Extract every line of the records below word for word, and leave the pictures out of your answer.
........
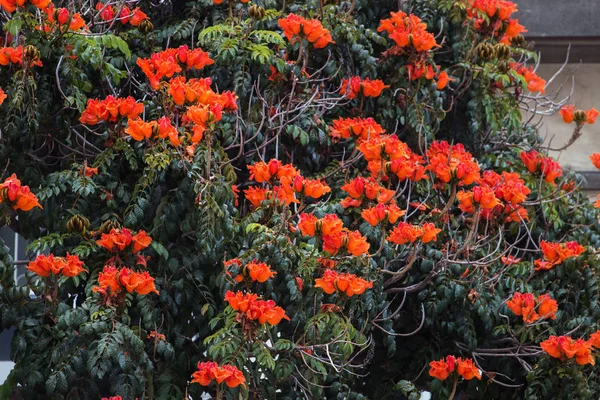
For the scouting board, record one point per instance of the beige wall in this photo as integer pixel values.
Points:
(586, 95)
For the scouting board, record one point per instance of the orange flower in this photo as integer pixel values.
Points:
(532, 309)
(405, 233)
(140, 130)
(140, 241)
(595, 339)
(467, 369)
(211, 371)
(481, 196)
(556, 253)
(349, 284)
(20, 196)
(408, 31)
(138, 17)
(255, 309)
(361, 128)
(167, 130)
(110, 109)
(564, 347)
(296, 28)
(581, 117)
(450, 162)
(361, 188)
(119, 239)
(354, 86)
(443, 368)
(595, 160)
(429, 232)
(141, 283)
(549, 168)
(329, 225)
(352, 241)
(382, 212)
(108, 281)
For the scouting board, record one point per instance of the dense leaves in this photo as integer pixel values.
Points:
(289, 200)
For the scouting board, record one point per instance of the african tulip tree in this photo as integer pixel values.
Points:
(289, 200)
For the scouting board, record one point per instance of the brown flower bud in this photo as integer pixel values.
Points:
(145, 27)
(109, 225)
(78, 223)
(502, 51)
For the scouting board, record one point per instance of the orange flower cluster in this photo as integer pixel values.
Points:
(450, 162)
(111, 282)
(110, 110)
(360, 189)
(14, 55)
(480, 197)
(564, 347)
(361, 128)
(535, 162)
(532, 309)
(119, 239)
(354, 86)
(595, 339)
(464, 367)
(406, 233)
(11, 5)
(382, 212)
(19, 196)
(66, 266)
(497, 21)
(314, 188)
(595, 160)
(349, 284)
(254, 309)
(312, 226)
(335, 237)
(556, 253)
(169, 62)
(211, 371)
(127, 15)
(534, 82)
(290, 183)
(258, 272)
(198, 91)
(163, 128)
(511, 189)
(389, 154)
(296, 28)
(63, 17)
(408, 31)
(580, 117)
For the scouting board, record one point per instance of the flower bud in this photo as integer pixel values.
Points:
(145, 27)
(579, 116)
(502, 51)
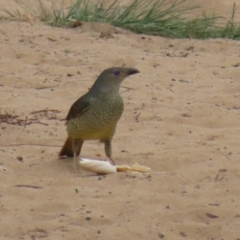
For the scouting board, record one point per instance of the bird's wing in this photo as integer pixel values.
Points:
(79, 107)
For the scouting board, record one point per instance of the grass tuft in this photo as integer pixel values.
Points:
(159, 17)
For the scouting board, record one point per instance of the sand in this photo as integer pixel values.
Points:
(181, 119)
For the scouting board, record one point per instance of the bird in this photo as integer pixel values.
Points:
(94, 116)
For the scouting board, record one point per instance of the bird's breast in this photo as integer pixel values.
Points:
(99, 121)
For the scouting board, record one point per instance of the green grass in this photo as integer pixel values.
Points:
(156, 17)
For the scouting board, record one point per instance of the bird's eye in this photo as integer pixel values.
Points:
(116, 72)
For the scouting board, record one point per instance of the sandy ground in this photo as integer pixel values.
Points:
(181, 119)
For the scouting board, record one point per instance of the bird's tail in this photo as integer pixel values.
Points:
(67, 149)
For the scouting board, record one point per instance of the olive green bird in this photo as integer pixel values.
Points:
(94, 116)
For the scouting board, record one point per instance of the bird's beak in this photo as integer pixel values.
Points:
(132, 71)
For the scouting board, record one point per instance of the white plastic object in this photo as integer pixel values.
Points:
(101, 167)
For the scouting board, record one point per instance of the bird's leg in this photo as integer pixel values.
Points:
(108, 150)
(76, 147)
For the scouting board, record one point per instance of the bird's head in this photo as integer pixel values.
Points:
........
TASK OUTPUT
For the scouting board, record one point per instance of the beige wall in this photo as integer pixel values.
Points:
(586, 95)
For the scouting board, record one point per instance of the orange flower in this photo as integer pixel values.
Points:
(532, 309)
(405, 233)
(140, 130)
(140, 241)
(595, 339)
(467, 369)
(211, 371)
(481, 196)
(556, 253)
(349, 284)
(20, 196)
(408, 31)
(138, 17)
(255, 309)
(361, 128)
(167, 130)
(110, 109)
(564, 347)
(296, 28)
(581, 117)
(450, 162)
(361, 188)
(119, 239)
(354, 86)
(443, 368)
(595, 160)
(429, 232)
(141, 283)
(549, 168)
(329, 225)
(352, 241)
(382, 212)
(108, 281)
For the scouting board, record one point per instance of the dense leaves in this photo as integer pixel values.
Points:
(289, 200)
For the scouting board, record one point per instance of the african tulip tree in this photo as integer pixel values.
Points:
(289, 200)
For the scouting board, record one point per instance of the brown flower bud in this photo as integer pixel values.
Points:
(145, 27)
(109, 225)
(78, 223)
(502, 51)
For the scouting board, record one point per instance of the orange flower cluster in this photo as integer pixel values.
Points:
(450, 162)
(111, 282)
(110, 110)
(360, 189)
(14, 55)
(480, 197)
(564, 347)
(361, 128)
(535, 162)
(532, 309)
(119, 239)
(354, 86)
(595, 339)
(464, 367)
(406, 233)
(11, 5)
(382, 212)
(19, 196)
(66, 266)
(497, 21)
(314, 188)
(595, 160)
(349, 284)
(254, 309)
(312, 226)
(335, 237)
(556, 253)
(169, 62)
(211, 371)
(127, 15)
(534, 82)
(290, 183)
(258, 272)
(198, 91)
(163, 128)
(511, 189)
(389, 154)
(296, 28)
(63, 17)
(408, 31)
(580, 117)
For the scouting board, record one point per instance of the flower bud in this photo as integer pixel values.
Points:
(145, 27)
(579, 116)
(502, 51)
For the scouting board, record one point per instance of the bird's wing in this photo as integer pixel values.
Points:
(79, 107)
For the scouting board, record one point per instance of the grass tuft in this photo as integer pixel values.
Points:
(159, 17)
For the scouting board, record one point per instance of the sand in this photo as integer pixel values.
Points:
(181, 119)
For the scouting board, record one point per instance of the bird in this photo as integer pixel values.
Points:
(94, 116)
For the scouting board, record one point per instance of the bird's breast in this photo as integer pixel values.
Points:
(99, 121)
For the scouting board, record one point per instance of the green grass in this photo as integer pixel values.
Points:
(156, 17)
For the scouting board, record one point per instance of the bird's eye in this photo as integer pixel values.
Points:
(116, 72)
For the scouting board, record one point per instance of the sandy ground in this photo as integer pixel values.
Points:
(181, 119)
For the scouting board, record one point per instance of the bird's tail in this photo as integer pixel values.
Points:
(67, 149)
For the scouting board, record one point per instance of the olive green bird in this photo as integer pixel values.
Points:
(94, 116)
For the scouting board, record one point per instance of the bird's beak in this photo as integer pixel values.
Points:
(132, 71)
For the scouting board, record one point per instance of the white plastic object in this photo as integer pixel values.
Points:
(101, 167)
For the scouting board, record one point per instance of the bird's leg in this photo as integer pixel values.
Points:
(108, 150)
(76, 147)
For the scouting board, record one point per instance of the bird's head in this photo as integer pixel values.
Points:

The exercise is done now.